▶ PROVIDED MATERIAL:
BEGIN

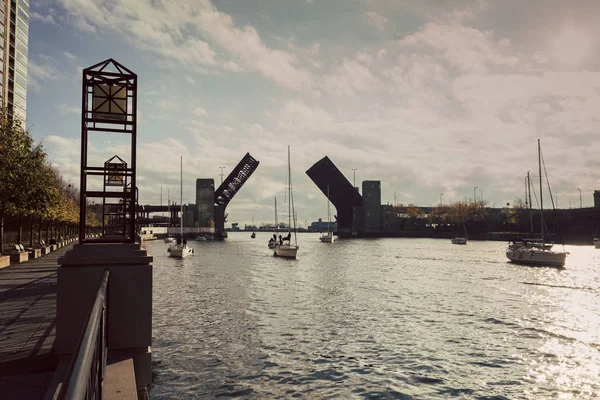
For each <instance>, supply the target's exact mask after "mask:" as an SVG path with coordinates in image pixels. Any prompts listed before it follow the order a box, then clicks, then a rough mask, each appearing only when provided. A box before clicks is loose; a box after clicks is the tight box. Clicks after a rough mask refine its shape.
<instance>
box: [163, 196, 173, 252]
mask: <svg viewBox="0 0 600 400" xmlns="http://www.w3.org/2000/svg"><path fill="white" fill-rule="evenodd" d="M167 213H168V214H169V216H168V217H167V237H165V243H174V242H175V238H174V237H173V236H172V235H171V234H170V233H169V227H170V226H171V195H170V194H169V189H168V188H167Z"/></svg>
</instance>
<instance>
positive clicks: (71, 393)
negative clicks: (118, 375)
mask: <svg viewBox="0 0 600 400" xmlns="http://www.w3.org/2000/svg"><path fill="white" fill-rule="evenodd" d="M108 276H109V271H108V270H105V271H104V274H103V275H102V279H101V280H100V286H99V287H98V292H97V293H96V298H95V300H94V304H93V305H92V309H91V311H90V314H89V315H88V318H87V322H86V325H85V329H84V330H83V332H82V333H81V337H80V339H79V343H78V344H77V349H76V350H75V353H74V354H73V358H72V360H71V365H70V366H69V374H68V375H67V378H66V379H65V382H64V384H63V387H62V389H61V393H60V396H59V398H60V399H68V400H71V399H77V400H79V399H102V398H103V393H102V387H103V383H104V377H105V373H106V353H107V347H106V310H107V306H106V291H107V287H108Z"/></svg>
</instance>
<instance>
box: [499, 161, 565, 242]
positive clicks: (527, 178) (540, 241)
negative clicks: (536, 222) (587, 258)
mask: <svg viewBox="0 0 600 400" xmlns="http://www.w3.org/2000/svg"><path fill="white" fill-rule="evenodd" d="M526 182H527V183H526V186H525V199H526V204H527V202H528V203H529V207H528V208H529V223H530V224H531V232H530V234H531V237H530V238H526V239H517V240H513V241H512V243H510V244H509V245H508V247H509V248H510V249H512V250H516V249H519V248H543V249H546V250H550V249H551V248H552V246H553V245H554V243H553V242H545V241H544V240H543V238H536V237H534V236H533V235H534V232H533V214H532V212H531V210H532V205H533V203H532V202H531V176H530V175H529V171H527V177H526Z"/></svg>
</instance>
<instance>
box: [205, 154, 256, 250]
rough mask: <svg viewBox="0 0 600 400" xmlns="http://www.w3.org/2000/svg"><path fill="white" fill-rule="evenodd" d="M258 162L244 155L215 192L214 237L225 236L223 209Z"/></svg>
mask: <svg viewBox="0 0 600 400" xmlns="http://www.w3.org/2000/svg"><path fill="white" fill-rule="evenodd" d="M258 164H259V161H258V160H256V159H255V158H254V157H252V156H251V155H250V153H246V155H245V156H244V157H243V158H242V159H241V161H240V162H239V163H238V165H236V167H235V168H234V169H233V170H232V171H231V173H230V174H229V175H228V176H227V178H226V179H225V180H224V181H223V183H221V186H219V187H218V188H217V190H215V237H216V238H217V239H221V238H224V237H226V236H227V234H226V232H225V222H226V220H227V214H225V208H226V207H227V205H228V204H229V202H230V201H231V199H233V196H235V194H236V193H237V192H239V191H240V189H241V188H242V186H244V183H246V181H247V180H248V179H249V178H250V176H251V175H252V174H253V173H254V171H256V168H258Z"/></svg>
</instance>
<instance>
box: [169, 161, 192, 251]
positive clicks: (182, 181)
mask: <svg viewBox="0 0 600 400" xmlns="http://www.w3.org/2000/svg"><path fill="white" fill-rule="evenodd" d="M180 196H181V199H180V207H181V210H180V211H179V216H180V221H179V228H180V239H181V242H179V243H177V244H174V245H172V246H170V247H169V250H167V251H168V252H169V256H171V257H175V258H185V257H187V256H191V255H192V254H194V249H193V248H191V247H189V246H188V245H187V241H186V240H185V236H184V234H183V157H181V189H180Z"/></svg>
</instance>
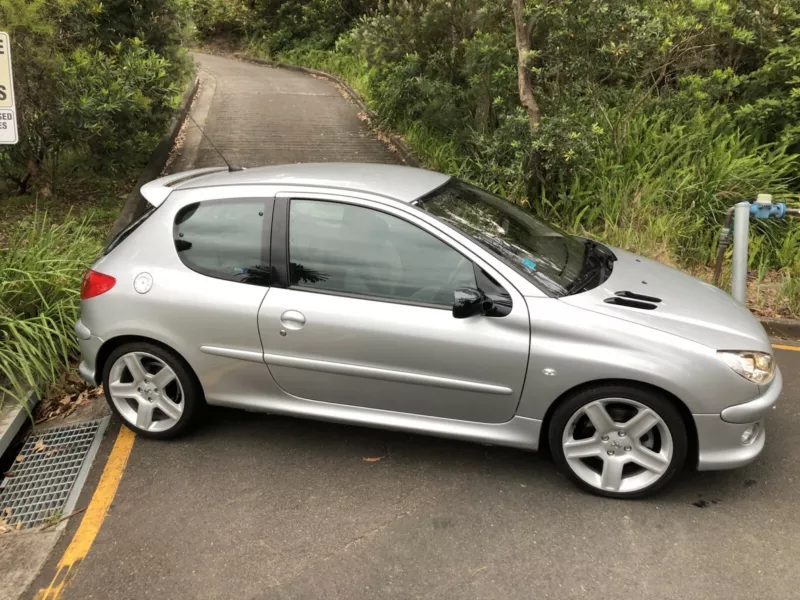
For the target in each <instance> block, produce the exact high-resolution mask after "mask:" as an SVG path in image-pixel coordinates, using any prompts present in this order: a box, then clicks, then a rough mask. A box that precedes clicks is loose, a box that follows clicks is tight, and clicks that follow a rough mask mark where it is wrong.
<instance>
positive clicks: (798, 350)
mask: <svg viewBox="0 0 800 600" xmlns="http://www.w3.org/2000/svg"><path fill="white" fill-rule="evenodd" d="M772 347H773V348H777V349H778V350H792V351H793V352H800V346H781V345H780V344H772Z"/></svg>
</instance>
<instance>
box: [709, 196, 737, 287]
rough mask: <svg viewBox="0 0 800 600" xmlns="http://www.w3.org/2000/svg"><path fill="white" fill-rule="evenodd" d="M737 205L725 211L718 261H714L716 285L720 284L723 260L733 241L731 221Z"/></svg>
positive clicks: (714, 281)
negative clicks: (722, 261)
mask: <svg viewBox="0 0 800 600" xmlns="http://www.w3.org/2000/svg"><path fill="white" fill-rule="evenodd" d="M734 210H736V206H731V207H730V208H729V209H728V211H727V212H726V213H725V223H724V224H723V225H722V231H720V233H719V246H718V248H717V262H716V263H714V285H716V286H719V278H720V275H722V261H724V260H725V250H727V249H728V246H729V245H730V243H731V221H732V220H733V211H734Z"/></svg>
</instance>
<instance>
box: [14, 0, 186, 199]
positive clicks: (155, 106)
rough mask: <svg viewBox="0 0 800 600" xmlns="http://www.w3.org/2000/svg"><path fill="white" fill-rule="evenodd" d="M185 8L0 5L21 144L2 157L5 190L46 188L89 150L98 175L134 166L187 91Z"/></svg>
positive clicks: (149, 146)
mask: <svg viewBox="0 0 800 600" xmlns="http://www.w3.org/2000/svg"><path fill="white" fill-rule="evenodd" d="M187 8H188V4H187V3H186V0H166V1H162V0H159V1H156V0H137V1H136V2H132V3H131V2H128V1H127V0H111V2H101V1H100V0H47V1H44V0H34V1H29V0H0V23H2V26H3V29H4V30H5V31H7V32H8V33H9V36H10V40H11V52H12V55H13V57H14V93H15V99H16V105H17V107H18V108H17V111H18V116H19V125H20V131H19V138H20V139H19V143H18V144H17V145H14V146H4V147H2V148H0V175H1V176H2V177H3V178H4V179H5V180H6V182H10V183H12V184H13V185H14V187H16V191H17V192H18V193H20V194H24V193H25V192H26V191H28V188H29V187H36V184H37V183H40V184H42V186H43V187H44V186H46V185H47V184H49V183H51V181H52V180H53V179H55V176H56V174H57V173H58V169H57V165H58V162H59V158H60V157H61V156H62V155H63V154H64V153H71V154H81V153H83V154H84V155H85V154H86V151H87V150H90V152H89V154H88V156H86V158H87V160H85V161H84V162H85V163H86V164H90V165H92V167H93V168H95V169H97V168H106V167H117V166H119V165H120V164H135V163H137V162H139V161H141V160H142V158H143V157H144V156H143V152H145V150H146V151H149V150H150V149H151V146H152V143H151V142H152V140H153V139H155V138H157V137H158V136H159V135H160V134H161V133H162V132H163V127H164V124H165V123H166V121H167V120H168V119H169V117H170V116H171V114H172V112H173V108H174V106H175V103H176V102H177V99H178V96H179V91H180V90H182V89H183V87H184V83H185V79H186V74H187V72H188V70H189V64H188V62H187V57H186V53H185V51H184V50H183V49H182V47H181V43H182V36H183V35H184V30H185V29H186V26H187V20H186V19H187V17H188V10H187ZM97 159H102V161H101V162H98V160H97ZM48 179H49V180H51V181H48ZM4 183H5V182H4ZM32 184H33V185H32Z"/></svg>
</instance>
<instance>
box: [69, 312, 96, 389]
mask: <svg viewBox="0 0 800 600" xmlns="http://www.w3.org/2000/svg"><path fill="white" fill-rule="evenodd" d="M75 336H76V337H77V338H78V344H79V345H80V347H81V364H80V365H78V374H79V375H80V376H81V379H83V380H84V381H85V382H86V383H87V384H89V385H90V386H95V385H97V379H96V374H95V361H96V359H97V353H98V352H99V351H100V347H101V346H102V345H103V340H101V339H100V338H99V337H97V336H96V335H92V333H91V331H89V328H88V327H86V325H84V324H83V323H82V322H81V321H78V322H77V323H75Z"/></svg>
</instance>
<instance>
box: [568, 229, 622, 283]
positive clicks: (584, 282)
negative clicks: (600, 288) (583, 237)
mask: <svg viewBox="0 0 800 600" xmlns="http://www.w3.org/2000/svg"><path fill="white" fill-rule="evenodd" d="M581 242H582V243H583V245H584V246H586V252H585V253H584V255H583V267H582V268H581V275H580V276H579V277H578V278H577V279H576V280H575V281H574V282H573V284H572V285H571V286H570V288H569V293H570V294H577V293H579V292H582V291H583V290H585V289H588V288H589V284H591V283H592V282H593V281H594V280H595V278H598V279H599V281H601V282H602V281H605V280H606V279H608V276H609V275H610V274H611V270H612V269H613V268H614V261H615V260H617V257H616V255H615V254H614V253H613V252H612V251H611V250H609V249H608V248H606V247H605V246H601V245H600V244H598V243H597V242H595V241H594V240H589V239H586V238H582V239H581ZM592 262H594V264H591V263H592Z"/></svg>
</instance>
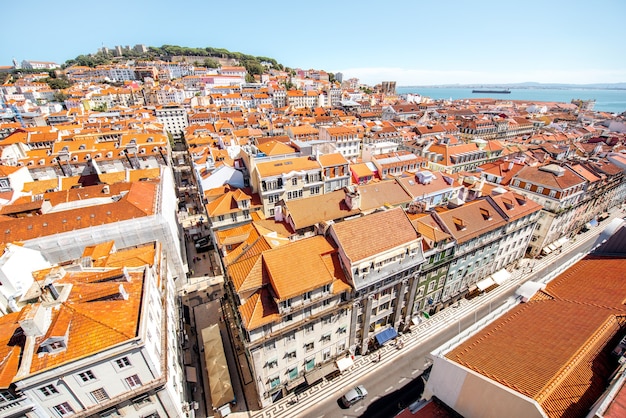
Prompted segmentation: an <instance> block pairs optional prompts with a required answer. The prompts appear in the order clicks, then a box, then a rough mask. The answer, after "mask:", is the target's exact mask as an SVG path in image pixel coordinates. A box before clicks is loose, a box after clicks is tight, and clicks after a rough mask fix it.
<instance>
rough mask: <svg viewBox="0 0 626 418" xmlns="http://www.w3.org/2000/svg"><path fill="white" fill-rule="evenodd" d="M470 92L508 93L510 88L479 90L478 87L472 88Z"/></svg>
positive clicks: (474, 92)
mask: <svg viewBox="0 0 626 418" xmlns="http://www.w3.org/2000/svg"><path fill="white" fill-rule="evenodd" d="M472 93H496V94H510V93H511V90H509V89H502V90H480V89H474V90H472Z"/></svg>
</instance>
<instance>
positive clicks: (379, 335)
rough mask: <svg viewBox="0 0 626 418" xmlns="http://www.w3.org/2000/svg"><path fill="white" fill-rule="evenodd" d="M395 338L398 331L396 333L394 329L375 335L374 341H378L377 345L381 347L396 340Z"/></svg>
mask: <svg viewBox="0 0 626 418" xmlns="http://www.w3.org/2000/svg"><path fill="white" fill-rule="evenodd" d="M397 336H398V331H396V330H395V328H387V329H386V330H384V331H382V332H379V333H378V334H376V341H378V344H380V345H383V344H385V343H386V342H387V341H389V340H391V339H393V338H396V337H397Z"/></svg>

END

▶ INSTRUCTIONS FOR THE TASK: Go to the line in the material above that contains "box: [499, 161, 565, 242]" and copy exactly from there through the line that contains "box: [205, 154, 256, 250]", stopping after it.

▶ RESULT:
box: [499, 161, 565, 242]
positive clicks: (527, 178) (540, 241)
negative clicks: (536, 222) (587, 258)
mask: <svg viewBox="0 0 600 400" xmlns="http://www.w3.org/2000/svg"><path fill="white" fill-rule="evenodd" d="M526 182H527V183H526V186H525V199H526V204H527V202H528V203H529V207H528V208H529V223H530V224H531V232H530V234H531V237H530V238H526V239H517V240H513V241H512V243H510V244H509V245H508V247H509V248H510V249H512V250H516V249H519V248H543V249H546V250H550V249H551V248H552V246H553V245H554V243H553V242H545V241H544V240H543V238H536V237H534V236H533V235H534V232H533V214H532V212H531V210H532V205H533V203H532V202H531V176H530V175H529V171H527V177H526Z"/></svg>
</instance>
<instance>
box: [205, 154, 256, 250]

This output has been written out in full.